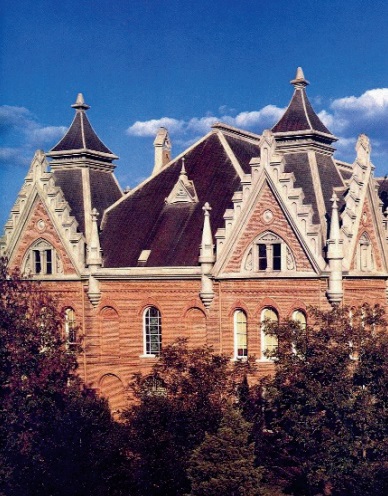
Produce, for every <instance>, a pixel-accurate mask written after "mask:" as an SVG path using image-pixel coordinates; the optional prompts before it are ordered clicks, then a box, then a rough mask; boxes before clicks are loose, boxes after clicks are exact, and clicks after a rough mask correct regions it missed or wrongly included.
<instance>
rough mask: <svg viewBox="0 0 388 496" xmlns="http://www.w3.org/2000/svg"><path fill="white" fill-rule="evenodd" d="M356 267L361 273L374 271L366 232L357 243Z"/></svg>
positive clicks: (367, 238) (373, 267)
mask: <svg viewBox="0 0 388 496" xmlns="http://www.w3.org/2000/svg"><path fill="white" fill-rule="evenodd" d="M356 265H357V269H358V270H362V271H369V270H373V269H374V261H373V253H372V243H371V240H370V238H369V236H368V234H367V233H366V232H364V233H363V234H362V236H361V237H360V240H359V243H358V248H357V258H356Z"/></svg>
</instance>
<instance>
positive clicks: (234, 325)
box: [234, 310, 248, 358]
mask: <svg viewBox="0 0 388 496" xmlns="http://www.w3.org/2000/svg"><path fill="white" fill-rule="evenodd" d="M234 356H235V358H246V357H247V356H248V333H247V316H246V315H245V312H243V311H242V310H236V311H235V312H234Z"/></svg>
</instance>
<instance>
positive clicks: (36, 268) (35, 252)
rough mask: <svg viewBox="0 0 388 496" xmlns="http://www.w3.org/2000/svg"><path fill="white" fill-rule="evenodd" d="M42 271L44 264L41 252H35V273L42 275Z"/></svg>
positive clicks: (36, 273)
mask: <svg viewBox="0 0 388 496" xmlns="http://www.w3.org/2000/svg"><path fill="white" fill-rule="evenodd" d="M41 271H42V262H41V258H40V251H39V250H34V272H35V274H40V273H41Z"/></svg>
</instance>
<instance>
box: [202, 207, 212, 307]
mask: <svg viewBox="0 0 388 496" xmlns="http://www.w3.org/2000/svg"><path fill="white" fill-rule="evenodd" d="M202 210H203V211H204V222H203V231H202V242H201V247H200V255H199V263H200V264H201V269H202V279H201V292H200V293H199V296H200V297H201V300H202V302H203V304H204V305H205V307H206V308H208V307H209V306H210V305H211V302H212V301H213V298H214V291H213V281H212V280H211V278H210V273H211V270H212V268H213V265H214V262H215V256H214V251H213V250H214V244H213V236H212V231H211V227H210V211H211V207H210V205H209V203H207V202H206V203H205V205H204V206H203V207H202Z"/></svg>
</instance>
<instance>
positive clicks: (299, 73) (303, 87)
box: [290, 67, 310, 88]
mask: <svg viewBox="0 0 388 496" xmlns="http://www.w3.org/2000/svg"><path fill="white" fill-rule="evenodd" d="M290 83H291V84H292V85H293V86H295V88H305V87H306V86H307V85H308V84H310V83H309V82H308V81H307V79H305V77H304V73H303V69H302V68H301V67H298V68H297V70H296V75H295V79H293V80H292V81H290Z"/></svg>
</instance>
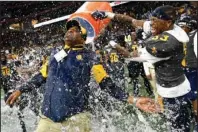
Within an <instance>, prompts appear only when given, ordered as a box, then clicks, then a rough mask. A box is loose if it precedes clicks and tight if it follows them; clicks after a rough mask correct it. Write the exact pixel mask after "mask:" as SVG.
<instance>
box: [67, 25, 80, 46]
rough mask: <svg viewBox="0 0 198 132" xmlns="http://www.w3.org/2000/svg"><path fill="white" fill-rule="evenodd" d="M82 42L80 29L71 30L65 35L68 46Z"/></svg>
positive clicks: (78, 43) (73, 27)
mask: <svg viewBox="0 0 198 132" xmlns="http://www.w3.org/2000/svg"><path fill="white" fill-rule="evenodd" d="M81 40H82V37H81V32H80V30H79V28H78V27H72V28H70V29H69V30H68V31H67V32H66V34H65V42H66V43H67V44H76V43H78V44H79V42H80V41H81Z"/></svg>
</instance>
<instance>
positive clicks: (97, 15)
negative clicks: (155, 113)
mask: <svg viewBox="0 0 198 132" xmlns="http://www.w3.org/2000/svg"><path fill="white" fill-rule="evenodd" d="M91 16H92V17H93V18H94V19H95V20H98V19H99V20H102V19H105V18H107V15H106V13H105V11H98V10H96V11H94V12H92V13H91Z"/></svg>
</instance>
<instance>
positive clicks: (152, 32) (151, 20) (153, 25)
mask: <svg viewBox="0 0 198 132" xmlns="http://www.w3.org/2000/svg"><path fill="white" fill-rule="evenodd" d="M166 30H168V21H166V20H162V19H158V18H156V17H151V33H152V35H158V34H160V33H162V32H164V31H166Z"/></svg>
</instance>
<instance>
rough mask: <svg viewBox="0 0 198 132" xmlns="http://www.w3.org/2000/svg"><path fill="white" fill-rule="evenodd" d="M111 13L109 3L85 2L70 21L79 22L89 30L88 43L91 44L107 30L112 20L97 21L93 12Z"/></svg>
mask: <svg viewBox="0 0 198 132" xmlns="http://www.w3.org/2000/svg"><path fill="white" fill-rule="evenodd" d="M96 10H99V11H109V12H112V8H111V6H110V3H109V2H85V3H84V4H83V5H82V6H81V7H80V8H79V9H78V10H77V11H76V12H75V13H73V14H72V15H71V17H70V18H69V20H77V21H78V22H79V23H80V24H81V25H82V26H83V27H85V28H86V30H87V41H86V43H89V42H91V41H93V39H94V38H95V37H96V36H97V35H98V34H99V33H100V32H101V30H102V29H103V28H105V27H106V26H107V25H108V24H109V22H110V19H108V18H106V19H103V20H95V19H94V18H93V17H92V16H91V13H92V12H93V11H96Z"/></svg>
==
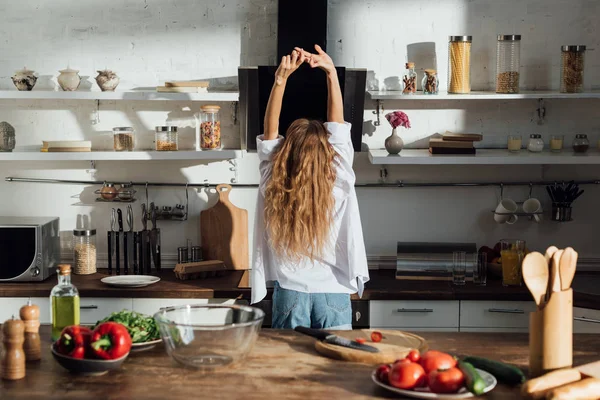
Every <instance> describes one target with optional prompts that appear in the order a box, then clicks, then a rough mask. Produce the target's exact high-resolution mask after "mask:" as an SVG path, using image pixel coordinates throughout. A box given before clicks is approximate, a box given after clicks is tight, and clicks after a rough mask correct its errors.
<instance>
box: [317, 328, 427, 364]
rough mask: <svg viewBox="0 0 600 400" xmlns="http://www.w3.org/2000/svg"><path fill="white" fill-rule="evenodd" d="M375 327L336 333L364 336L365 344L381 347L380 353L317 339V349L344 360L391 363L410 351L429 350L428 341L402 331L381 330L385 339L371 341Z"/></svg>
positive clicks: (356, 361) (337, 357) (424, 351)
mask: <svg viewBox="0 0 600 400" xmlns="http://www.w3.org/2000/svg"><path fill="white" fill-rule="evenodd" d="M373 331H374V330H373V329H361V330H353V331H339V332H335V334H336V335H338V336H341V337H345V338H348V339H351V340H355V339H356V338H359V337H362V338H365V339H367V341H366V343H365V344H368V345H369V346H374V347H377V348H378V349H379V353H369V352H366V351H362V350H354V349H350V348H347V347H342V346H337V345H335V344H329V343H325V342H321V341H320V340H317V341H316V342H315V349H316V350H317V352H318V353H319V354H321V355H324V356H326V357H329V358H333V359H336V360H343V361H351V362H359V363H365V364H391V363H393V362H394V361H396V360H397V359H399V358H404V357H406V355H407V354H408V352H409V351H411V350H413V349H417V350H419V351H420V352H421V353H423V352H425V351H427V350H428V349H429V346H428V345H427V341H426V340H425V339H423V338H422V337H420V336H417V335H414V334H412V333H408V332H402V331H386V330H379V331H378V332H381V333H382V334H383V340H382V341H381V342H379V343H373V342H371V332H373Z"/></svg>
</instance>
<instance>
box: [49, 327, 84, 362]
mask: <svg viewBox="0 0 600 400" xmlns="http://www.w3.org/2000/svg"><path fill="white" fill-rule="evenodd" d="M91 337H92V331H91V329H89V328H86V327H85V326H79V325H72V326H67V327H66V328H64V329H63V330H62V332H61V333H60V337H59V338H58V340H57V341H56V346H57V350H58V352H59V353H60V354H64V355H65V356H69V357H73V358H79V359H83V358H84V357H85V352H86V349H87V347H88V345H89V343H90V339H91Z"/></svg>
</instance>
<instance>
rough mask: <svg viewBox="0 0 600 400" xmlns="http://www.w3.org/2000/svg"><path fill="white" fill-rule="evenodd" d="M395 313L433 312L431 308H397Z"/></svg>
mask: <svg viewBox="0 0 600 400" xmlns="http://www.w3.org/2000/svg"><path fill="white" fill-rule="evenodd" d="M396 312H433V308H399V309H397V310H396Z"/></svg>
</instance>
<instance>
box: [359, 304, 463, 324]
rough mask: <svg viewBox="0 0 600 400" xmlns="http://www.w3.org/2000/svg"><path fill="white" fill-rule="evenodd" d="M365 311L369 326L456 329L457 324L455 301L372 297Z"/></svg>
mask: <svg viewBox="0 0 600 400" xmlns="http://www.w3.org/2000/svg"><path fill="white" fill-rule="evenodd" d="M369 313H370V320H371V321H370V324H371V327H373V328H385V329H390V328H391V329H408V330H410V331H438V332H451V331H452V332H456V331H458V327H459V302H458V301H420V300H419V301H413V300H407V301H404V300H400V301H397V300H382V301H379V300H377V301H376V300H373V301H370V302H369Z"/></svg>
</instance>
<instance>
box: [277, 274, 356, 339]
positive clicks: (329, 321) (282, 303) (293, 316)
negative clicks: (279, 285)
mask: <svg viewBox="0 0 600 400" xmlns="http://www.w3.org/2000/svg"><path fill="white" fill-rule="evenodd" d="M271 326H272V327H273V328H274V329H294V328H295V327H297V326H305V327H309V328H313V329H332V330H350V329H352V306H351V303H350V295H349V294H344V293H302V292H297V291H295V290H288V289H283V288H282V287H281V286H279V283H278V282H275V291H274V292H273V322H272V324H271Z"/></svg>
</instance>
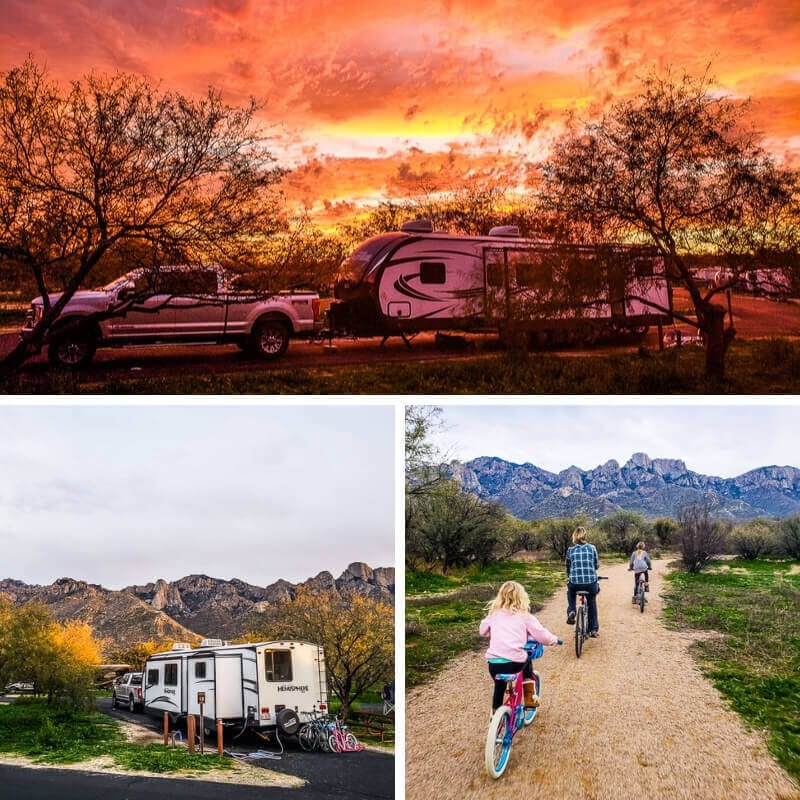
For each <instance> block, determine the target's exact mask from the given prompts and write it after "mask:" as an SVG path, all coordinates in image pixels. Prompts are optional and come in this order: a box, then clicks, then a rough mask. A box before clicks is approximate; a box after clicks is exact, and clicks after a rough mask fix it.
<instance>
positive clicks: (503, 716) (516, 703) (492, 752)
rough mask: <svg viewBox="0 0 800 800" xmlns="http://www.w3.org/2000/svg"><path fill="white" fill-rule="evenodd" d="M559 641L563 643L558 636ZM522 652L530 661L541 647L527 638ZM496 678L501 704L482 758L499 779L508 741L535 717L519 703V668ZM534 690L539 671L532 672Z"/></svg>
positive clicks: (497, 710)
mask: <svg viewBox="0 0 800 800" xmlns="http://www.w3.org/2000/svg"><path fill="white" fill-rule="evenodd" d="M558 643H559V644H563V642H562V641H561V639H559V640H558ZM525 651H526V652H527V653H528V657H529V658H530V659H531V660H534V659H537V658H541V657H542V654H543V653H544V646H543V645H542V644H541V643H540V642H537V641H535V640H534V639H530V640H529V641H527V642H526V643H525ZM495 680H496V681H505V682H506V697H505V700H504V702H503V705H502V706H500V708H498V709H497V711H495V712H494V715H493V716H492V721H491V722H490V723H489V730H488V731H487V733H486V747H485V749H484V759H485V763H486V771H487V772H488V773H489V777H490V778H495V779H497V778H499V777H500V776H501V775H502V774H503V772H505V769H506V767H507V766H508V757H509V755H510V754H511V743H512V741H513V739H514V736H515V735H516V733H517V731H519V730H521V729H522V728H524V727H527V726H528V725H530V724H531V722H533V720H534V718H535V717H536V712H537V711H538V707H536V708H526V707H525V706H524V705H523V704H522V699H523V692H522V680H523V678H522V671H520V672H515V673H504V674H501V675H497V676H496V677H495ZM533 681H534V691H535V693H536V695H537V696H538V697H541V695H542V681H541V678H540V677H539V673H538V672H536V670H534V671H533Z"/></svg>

● **YOUR GOAL**
Find and copy each line in the items above that contains the string "positive".

● **ANSWER**
positive clicks: (367, 238) (373, 267)
positive clicks: (234, 325)
positive clicks: (36, 268) (35, 252)
positive clicks: (36, 273)
positive clicks: (299, 73) (303, 87)
positive clicks: (78, 43) (73, 27)
positive clicks: (97, 15)
positive clicks: (152, 32) (151, 20) (153, 25)
positive clicks: (356, 361) (337, 357) (424, 351)
positive clicks: (329, 321) (282, 303) (293, 316)
positive clicks: (503, 716) (516, 703) (492, 752)
positive clicks: (497, 710)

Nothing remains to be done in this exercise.